[Labeled-object pointing entries]
■ ■ ■ ■ ■
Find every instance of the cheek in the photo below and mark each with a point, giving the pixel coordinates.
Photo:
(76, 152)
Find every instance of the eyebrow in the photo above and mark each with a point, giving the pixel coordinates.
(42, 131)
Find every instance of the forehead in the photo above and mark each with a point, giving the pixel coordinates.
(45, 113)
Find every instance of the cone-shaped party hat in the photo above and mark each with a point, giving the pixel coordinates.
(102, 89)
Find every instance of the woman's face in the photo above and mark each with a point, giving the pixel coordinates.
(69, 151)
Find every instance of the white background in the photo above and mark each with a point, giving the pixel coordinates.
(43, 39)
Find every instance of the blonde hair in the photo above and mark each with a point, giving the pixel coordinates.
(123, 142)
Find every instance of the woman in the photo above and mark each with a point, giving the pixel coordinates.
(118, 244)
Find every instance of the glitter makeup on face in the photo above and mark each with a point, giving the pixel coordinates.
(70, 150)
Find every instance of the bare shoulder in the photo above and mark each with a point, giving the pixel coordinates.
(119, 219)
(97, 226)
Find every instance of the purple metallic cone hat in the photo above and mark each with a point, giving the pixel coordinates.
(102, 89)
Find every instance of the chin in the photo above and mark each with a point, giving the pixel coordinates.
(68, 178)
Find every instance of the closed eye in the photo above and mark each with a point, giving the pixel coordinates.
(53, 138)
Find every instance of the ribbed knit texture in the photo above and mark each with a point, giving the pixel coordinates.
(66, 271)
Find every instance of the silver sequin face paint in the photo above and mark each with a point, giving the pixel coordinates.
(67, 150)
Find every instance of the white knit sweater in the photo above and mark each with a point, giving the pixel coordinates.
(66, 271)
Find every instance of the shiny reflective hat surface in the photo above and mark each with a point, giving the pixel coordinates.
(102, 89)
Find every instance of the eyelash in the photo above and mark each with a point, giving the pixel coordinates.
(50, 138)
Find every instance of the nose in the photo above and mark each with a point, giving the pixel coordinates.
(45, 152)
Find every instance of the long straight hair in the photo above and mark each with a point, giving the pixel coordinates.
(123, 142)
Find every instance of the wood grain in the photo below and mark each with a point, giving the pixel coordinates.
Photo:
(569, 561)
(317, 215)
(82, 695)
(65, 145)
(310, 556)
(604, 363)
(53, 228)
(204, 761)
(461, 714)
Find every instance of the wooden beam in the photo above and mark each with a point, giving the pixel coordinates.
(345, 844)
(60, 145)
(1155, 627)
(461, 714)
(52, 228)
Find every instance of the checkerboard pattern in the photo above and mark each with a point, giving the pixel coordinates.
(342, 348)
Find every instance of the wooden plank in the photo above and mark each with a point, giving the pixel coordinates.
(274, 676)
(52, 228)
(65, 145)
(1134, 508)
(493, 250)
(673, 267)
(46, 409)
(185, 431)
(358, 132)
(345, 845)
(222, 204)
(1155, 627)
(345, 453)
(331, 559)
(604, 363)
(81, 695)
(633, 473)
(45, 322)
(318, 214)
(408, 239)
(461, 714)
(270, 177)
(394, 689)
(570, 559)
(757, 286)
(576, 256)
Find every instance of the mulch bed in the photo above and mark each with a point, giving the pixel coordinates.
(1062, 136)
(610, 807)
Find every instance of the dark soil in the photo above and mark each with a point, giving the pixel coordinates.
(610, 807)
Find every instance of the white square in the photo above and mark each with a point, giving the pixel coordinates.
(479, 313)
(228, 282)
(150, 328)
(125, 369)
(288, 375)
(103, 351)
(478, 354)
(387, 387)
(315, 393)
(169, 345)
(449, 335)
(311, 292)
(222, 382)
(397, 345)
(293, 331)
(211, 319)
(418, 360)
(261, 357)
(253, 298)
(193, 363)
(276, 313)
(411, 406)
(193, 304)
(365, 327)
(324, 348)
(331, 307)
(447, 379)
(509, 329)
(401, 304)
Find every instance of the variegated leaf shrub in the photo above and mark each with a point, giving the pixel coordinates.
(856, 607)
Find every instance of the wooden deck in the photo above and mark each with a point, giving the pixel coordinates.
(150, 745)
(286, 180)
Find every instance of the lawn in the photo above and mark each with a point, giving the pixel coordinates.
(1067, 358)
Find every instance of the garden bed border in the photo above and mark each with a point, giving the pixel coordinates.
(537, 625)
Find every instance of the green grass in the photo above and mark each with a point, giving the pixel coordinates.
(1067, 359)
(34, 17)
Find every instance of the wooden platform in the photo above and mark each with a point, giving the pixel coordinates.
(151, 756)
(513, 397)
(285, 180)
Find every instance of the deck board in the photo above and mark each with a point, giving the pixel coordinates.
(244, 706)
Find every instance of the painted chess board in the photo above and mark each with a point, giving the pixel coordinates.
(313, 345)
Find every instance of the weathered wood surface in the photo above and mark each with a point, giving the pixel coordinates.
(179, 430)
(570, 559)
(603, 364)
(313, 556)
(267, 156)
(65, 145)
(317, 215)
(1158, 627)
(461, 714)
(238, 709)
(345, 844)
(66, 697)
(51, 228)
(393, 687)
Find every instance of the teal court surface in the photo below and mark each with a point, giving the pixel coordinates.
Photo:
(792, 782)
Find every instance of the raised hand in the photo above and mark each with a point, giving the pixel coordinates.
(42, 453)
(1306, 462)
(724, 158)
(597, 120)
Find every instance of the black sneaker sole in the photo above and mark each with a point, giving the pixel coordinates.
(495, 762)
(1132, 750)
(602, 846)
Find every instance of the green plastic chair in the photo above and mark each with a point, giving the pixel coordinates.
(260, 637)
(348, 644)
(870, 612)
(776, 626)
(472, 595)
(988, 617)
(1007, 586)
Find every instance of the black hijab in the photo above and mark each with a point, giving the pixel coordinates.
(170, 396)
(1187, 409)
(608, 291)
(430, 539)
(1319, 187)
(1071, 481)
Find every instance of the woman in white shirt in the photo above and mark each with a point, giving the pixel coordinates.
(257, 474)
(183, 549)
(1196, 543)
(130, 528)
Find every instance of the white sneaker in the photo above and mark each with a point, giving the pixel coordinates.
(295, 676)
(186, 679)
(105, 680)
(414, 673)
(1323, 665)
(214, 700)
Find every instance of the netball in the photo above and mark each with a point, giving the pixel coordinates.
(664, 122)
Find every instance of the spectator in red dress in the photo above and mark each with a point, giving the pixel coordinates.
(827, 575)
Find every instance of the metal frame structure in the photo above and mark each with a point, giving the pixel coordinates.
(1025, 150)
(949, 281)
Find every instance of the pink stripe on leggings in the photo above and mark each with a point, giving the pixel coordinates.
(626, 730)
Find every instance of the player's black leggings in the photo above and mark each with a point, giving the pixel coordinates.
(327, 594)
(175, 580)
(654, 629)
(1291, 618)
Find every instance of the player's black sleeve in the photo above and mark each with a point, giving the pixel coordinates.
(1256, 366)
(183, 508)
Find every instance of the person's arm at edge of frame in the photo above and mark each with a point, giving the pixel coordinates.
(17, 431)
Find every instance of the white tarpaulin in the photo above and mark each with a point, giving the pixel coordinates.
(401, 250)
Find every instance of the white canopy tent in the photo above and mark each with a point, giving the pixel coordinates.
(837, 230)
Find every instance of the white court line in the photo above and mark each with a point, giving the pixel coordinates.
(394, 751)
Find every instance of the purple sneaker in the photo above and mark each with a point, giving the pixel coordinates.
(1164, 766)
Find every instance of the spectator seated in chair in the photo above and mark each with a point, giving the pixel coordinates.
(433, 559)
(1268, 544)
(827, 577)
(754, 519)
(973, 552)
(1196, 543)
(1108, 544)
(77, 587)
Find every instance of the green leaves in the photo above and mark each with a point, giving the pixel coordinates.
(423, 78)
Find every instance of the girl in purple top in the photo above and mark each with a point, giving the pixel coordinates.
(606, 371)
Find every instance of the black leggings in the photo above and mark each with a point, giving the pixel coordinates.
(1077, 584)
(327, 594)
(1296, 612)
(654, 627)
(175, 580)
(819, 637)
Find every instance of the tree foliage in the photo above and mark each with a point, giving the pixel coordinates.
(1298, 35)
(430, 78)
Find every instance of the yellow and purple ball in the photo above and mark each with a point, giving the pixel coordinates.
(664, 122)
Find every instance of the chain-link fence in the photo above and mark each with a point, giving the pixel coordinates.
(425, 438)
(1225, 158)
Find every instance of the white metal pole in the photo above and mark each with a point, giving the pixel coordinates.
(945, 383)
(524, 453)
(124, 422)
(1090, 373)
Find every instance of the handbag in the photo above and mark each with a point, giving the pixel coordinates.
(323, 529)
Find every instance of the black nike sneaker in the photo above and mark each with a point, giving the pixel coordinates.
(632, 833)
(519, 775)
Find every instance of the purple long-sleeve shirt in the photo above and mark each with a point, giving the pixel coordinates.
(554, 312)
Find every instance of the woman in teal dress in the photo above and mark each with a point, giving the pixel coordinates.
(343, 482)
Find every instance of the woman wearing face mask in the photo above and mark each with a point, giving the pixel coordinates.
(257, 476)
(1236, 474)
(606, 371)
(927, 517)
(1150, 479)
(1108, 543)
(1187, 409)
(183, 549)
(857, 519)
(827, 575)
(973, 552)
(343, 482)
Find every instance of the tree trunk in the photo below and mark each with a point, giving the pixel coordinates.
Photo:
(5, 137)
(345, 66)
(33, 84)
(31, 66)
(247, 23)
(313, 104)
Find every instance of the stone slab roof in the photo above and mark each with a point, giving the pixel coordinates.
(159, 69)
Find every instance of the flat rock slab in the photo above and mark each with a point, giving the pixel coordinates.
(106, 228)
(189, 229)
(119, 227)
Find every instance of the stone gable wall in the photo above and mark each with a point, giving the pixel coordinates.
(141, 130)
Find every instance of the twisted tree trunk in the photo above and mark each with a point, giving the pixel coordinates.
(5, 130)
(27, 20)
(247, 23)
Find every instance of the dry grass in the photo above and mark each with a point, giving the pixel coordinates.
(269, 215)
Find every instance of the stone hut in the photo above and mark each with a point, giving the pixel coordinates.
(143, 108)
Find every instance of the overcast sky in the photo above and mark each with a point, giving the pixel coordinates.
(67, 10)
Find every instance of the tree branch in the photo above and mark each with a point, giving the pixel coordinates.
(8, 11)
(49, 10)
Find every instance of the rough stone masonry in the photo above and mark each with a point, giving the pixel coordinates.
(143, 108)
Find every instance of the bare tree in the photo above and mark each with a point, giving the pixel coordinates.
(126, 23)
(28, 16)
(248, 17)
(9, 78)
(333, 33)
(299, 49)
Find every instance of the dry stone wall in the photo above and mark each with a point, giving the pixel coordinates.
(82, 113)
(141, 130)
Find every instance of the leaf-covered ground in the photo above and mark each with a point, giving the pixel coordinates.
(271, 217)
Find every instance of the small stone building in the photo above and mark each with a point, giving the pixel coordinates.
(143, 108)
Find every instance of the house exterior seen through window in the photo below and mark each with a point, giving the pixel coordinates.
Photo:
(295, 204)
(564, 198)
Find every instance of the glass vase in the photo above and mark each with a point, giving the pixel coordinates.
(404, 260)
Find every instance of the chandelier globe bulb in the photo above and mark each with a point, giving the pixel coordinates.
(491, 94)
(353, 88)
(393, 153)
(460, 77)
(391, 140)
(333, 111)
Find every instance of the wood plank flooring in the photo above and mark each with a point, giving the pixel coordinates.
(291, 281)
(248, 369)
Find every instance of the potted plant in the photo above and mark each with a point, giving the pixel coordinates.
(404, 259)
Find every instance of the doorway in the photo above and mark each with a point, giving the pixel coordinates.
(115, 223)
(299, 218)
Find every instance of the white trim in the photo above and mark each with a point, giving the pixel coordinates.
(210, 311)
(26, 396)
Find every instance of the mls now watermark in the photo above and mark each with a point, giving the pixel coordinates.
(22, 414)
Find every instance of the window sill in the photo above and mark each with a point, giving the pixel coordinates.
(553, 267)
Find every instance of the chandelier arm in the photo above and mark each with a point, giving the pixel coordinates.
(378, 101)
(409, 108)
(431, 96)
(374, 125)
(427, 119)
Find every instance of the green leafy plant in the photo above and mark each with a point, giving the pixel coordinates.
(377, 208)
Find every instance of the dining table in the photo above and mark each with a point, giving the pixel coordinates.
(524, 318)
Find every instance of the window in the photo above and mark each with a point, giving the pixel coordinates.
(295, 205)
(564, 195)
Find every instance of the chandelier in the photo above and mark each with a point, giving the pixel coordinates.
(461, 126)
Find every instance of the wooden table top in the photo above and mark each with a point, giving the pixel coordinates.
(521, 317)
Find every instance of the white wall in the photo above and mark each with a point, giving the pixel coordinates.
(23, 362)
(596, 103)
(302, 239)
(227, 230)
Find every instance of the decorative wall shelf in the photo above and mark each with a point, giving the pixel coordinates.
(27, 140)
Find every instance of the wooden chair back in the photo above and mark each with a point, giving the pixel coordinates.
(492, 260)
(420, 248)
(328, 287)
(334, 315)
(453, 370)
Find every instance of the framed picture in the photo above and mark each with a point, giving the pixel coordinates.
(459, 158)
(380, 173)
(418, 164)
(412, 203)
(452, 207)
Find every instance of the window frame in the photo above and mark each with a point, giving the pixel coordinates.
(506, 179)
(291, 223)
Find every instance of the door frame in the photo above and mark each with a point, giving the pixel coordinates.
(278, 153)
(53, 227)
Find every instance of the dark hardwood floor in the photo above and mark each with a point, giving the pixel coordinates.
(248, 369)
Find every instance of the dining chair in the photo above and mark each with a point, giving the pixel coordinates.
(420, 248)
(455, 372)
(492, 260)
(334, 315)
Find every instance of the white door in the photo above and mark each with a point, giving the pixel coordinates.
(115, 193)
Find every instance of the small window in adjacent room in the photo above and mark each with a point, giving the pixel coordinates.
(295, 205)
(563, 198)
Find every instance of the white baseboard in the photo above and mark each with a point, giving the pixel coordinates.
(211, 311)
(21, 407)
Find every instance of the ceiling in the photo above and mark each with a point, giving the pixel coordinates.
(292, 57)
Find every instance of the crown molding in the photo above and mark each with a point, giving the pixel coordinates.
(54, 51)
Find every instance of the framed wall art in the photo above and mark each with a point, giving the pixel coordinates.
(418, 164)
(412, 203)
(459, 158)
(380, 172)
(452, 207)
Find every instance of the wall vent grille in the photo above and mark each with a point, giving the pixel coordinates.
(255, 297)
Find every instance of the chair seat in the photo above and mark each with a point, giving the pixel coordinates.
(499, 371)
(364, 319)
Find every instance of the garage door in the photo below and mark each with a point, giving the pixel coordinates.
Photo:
■ ■ ■ ■ ■
§ Your instructions
In the listing above, find the line containing "Find every instance of the wooden chair", then reproduce it and each line after it through the end, exactly and with nothing added.

§ Right answer
Find every instance of the wooden chair back in the photo above and mark each with a point, giving the pixel coordinates.
(492, 260)
(420, 248)
(328, 287)
(334, 315)
(453, 370)
Find every instance of the framed picture in the photo above and mark each with a point, giving the pixel coordinates.
(459, 158)
(380, 173)
(418, 164)
(412, 203)
(452, 207)
Find every instance of the window frame in the photo above and mark each with a point, giving the pixel coordinates.
(506, 179)
(291, 223)
Find every instance of the door frame in the photo above and mark each with a point, giving the pixel coordinates.
(278, 153)
(53, 227)
Find every instance of the dark hardwood floor in the photo above and mark each with a point, giving the pixel coordinates.
(248, 369)
Find every instance of the dining chair in the photo above and mark each with a point, giving the pixel coordinates.
(420, 248)
(455, 372)
(492, 260)
(334, 315)
Find every instance of the white door in the photo above and mark each with a point, giving the pixel coordinates.
(115, 193)
Find every instance of the small window in adjacent room in the photo above and mark each with a point, giving the pixel coordinates.
(295, 205)
(563, 198)
Find every instance of the white baseboard in the photo above and mark each with a point, giving the pixel coordinates.
(211, 311)
(21, 407)
Find every instance of the ceiling in the photo above and mark each with a point, giving the pixel coordinates.
(292, 57)
Find every instance of the crown molding in the photo above and mark each with a point, giving the pixel coordinates.
(54, 51)
Find every instance of the framed wall art in the photo above and mark each with a point, giving the pixel coordinates.
(418, 164)
(412, 203)
(459, 158)
(380, 172)
(452, 207)
Find every instance of the wall vent grille in the photo above and mark each with a point, giving the pixel coordinates.
(255, 297)
Find every instance of the chair seat in the photo above and mark each with a point, giving the pixel coordinates.
(499, 371)
(364, 319)
Find every instance of the garage door in the photo below and mark each with a point, giving the pixel coordinates.
Photo:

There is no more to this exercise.